Given passage —
Burr said in a statement Friday morning that he "relied solely on public news reports" — specifically, "CNBC's daily health and science reporting out of its Asia bureaus" — to inform his decision to sell the dozens of stocks.
“Understanding the assumption many could make in hindsight however, I spoke this morning with the chairman of the Senate Ethics Committee and asked him to open a complete review of the matter will full transparency,” Burr said.
The Senate Ethics Committee did not immediately return a request for comment.
Republican Sen. Thom Tillis, Burr's colleague from North Carolina who is up for reelection this year, put out a statement Friday saying Burr "owes North Carolinians an explanation."
Burr is among several senators whose financial activity following an all-senators briefing in late January is now being scrutinized. Under the STOCK Act, members of Congress are banned from using nonpublic information they receive as lawmakers to inform their stock activity. Burr was one of only three senators who voted against the law in 2012, arguing that insider trading laws already apply to members of Congress.
The STOCK Act also forced senators to file regular financial disclosures, which is how the transactions by Burr and others were discovered.

Record extracts —
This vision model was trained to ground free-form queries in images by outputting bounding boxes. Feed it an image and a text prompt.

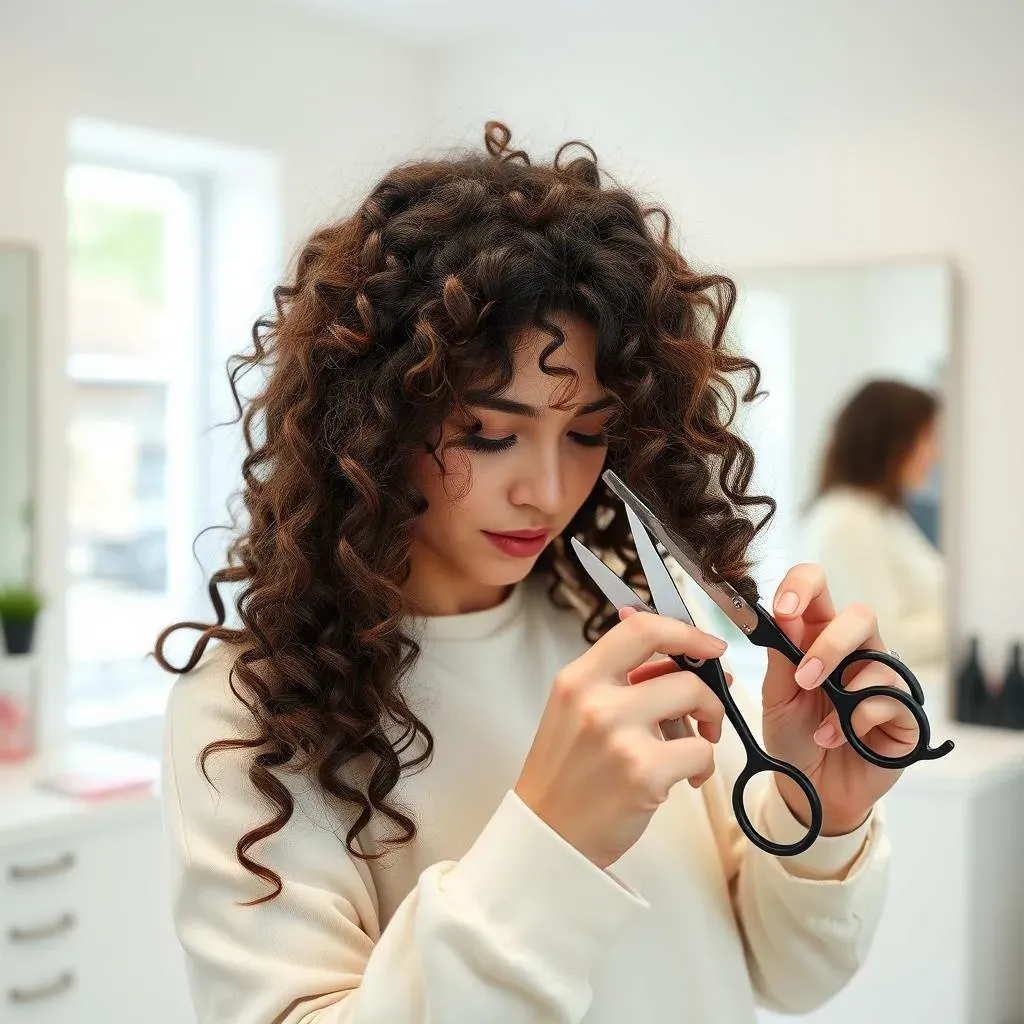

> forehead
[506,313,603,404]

==

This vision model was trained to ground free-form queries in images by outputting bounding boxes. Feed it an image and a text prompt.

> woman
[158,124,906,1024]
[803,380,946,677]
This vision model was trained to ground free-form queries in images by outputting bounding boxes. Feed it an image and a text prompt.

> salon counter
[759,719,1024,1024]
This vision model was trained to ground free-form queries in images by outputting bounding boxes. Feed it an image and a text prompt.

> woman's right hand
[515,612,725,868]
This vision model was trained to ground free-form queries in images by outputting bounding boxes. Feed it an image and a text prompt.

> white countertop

What to work on —
1) According to the passage on Senator Burr's stock sales, how many senators voted against the STOCK Act in 2012?
2) Transcribe the passage on Senator Burr's stock sales from "Republican Sen. Thom" to "members of Congress.".

Responses per task —
1) Three senators voted against it, and Burr was one of them.

2)
Republican Sen. Thom Tillis, Burr's colleague from North Carolina who is up for reelection this year, put out a statement Friday saying Burr "owes North Carolinians an explanation."
Burr is among several senators whose financial activity following an all-senators briefing in late January is now being scrutinized. Under the STOCK Act, members of Congress are banned from using nonpublic information they receive as lawmakers to inform their stock activity. Burr was one of only three senators who voted against the law in 2012, arguing that insider trading laws already apply to members of Congress.